• [THE TASKS]
1. In the passage about Bob and Rose Brown, what was the name of the weekly magazine the Browns founded in Rio de Janeiro?
2. Resume the passage about Bob and Rose Brown after its last sentence, carrying it forward in the same manner.

┌─ SOURCE PASSAGE

According to Lippincott, the initiation of Rose into the mysteries of cooking was over a camp fire with game and instruction by her father. During World War I, she worked as a writer for the Committee of Public Information in Santiago, Chile. In Buenos Aires, Mrs. Brown became co publisher with Bob Brown of weekly magazines in Rio de Janeiro, Mexico and London. Rose Brown had her own kitchen in a dozen countries and traveled all over the world, always pursuing her hobbies of collecting recipes and cooking lore—and going fishing with her husband. Rose Brown passed away in 1952.

Bob brown was born in Chicago and was graduated from Oak Park High School and the University of Wisconsin. He arrived in New York in 1908 to enter the writing lists, contributing verse and fiction to practically all the periodicals of the time. One of his first books, written after the end of Prohibition, was called “Let There Be Beer!” He then collaborated with his mother and wife Rose on “The Wine Cookbook,” first published in 1934 and reprinted many times. A 1960 edition was re-named “Cooking with Wine” .

Robert Carlton Brown (1886-1959) was a writer, editor, publisher, and traveler. From 1908 to 1917, he wrote poetry and prose for numerous magazines and newspapers in New York City, publishing two pulp novels, “What Happened to Mary” and “The Remarkable Adventures of Christopher Poe” (1913), and one volume of poetry, “My Marjonary” (1916).

In 1918, Bob Brown traveled extensively in Mexico and Central America, writing for the U.S. Committee of Public Information in Santiago de Chile. In 1919, he moved with his wife, Rose Brown, to Rio de Janeiro, where they founded Brazilian American, a weekly magazine that ran until 1929. With Brown’s mother, Cora, the Browns also established magazines in Mexico City and London: Mexican American (1924-1929) and British American (1926-1929).

Following the stock market crash of 1929, the Browns retired from publishing and traveled through Asia and Europe, settling in France from 1929-1933. Brown became involved in the expatriate literary community in Paris, publishing several volumes of poetry, including” Globe Gliding” (1930), “Gems” (1931), “Words” (1931), and “Demonics” (1931), as well as “1450-1950” (1929), a book of visual poetry. While in France, Brown also made plans toward, and wrote a manifesto for, the development of a “reading machine” involving the magnified projection of miniaturized type printed on movable spools of tape. Arguing that such a device would enable literature to compete with cinema in a visual age, Brown published a book of “Readies”—poems by Gertrude Stein, Fillipo Marinetti, William Carlos Williams, Ezra Pound, and others, typeset in a manner appropriate to operation of his projected reading machine. Although Brown’s reading machine was never developed, his papers include letters and papers pertaining to its projected design and technical specifications, as well as a collection of his own published and unpublished visual and conceptual writing. (Bob Brown was way ahead of his time – today, we have the Kindle and Nook. I can’t help but wonder if someone came across his manifesto and ran with it).

└─
┌─ DATASET RECORDS

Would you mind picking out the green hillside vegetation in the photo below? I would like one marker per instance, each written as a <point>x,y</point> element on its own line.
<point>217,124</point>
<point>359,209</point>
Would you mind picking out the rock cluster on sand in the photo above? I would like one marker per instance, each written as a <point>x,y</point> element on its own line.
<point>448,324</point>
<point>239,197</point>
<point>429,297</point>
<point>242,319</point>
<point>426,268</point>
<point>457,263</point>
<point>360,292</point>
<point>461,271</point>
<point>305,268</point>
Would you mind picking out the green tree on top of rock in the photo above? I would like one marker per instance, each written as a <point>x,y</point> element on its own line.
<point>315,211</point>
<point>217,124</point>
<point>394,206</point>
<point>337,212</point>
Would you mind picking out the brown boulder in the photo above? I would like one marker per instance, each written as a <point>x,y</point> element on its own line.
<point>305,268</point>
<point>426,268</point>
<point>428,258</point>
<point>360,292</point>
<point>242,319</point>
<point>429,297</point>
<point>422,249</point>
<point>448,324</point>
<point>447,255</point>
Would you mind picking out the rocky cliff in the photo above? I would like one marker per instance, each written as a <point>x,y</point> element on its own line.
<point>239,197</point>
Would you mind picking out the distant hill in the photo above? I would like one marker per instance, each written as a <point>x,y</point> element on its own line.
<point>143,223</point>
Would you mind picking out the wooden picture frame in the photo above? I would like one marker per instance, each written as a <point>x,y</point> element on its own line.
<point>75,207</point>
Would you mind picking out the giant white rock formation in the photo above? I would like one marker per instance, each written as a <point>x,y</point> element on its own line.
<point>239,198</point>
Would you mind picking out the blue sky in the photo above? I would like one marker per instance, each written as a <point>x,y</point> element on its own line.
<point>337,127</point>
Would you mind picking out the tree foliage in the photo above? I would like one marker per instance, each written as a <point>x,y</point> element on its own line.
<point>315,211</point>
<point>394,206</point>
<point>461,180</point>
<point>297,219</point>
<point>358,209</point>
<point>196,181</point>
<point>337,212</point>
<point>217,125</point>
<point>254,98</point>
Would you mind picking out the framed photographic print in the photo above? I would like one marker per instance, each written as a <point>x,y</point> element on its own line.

└─

• [IN RESPONSE]
1. Brazilian American

2.
In 1933, Brown returned to New York. In the 1930s, he wrote a series of international cookbooks in collaboration with Rose and Cora Brown. He also lived in cooperative colonies in Arkansas and Louisiana, visited the USSR, and wrote a book, “Can We Co-Operate” (1940), regarding the parameters of a viable American socialism. In 1941, he and Rose returned to South America. While traveling down the Amazon they amassed a substantial collection of art and cultural artifacts and collaborated on a book, “Amazing Amazon” (1942). The Browns eventually reestablished residence in Rio de Janeiro, where they lived until Rose Brown’s death in 1952.

After thirty years of living in many foreign countries, and following the deaths of Cora and Rose, Bob Brown closed their mountain home in Petropolis, Brazil, and returned to New York, where he married Eleanor Parker in 1953. Brown continued to write and ran a shop called Bob Brown’s Books in Greenwich Village and ran a mail order business until his death in 1959. Shortly after Brown’s death, a new edition of “1450-1950” was published by Jonathan Williams’s Jargon/Corinth Press.
During his lifetime, Bob Brown authored more than a thousand short stories and thirty full length books.
The Browns appear to have used a number of different publishers for their cookbooks. While “Soups, Sauces and Gravies,” “Fish and Sea Food Cookbook,” Salad and Herbs” were published by Lippincott, “The Complete Book of Cheese” was published by Gramercy Publishing Company. “America Cooks” and “10,000 Snacks” were published by Halcyon House and “The European Cook Book” by Prentice-Hall, Inc. A few were published by companies I am unfamiliar with; “The Country Cookbook” by A.S. Barnes and Company, and “Most for Your Money Cookbook” by Modern Age Books. “Culinary Americana”, co-authored by Brown Brown and Eleanor Parker Brown, was published by Roving Eye Press (Bob Brown’s own publication name). For whatever reason, the Browns appear to have shopped around whenever they had a book ready for publication. (Or did they copyright them all first, and then shop for publishers?)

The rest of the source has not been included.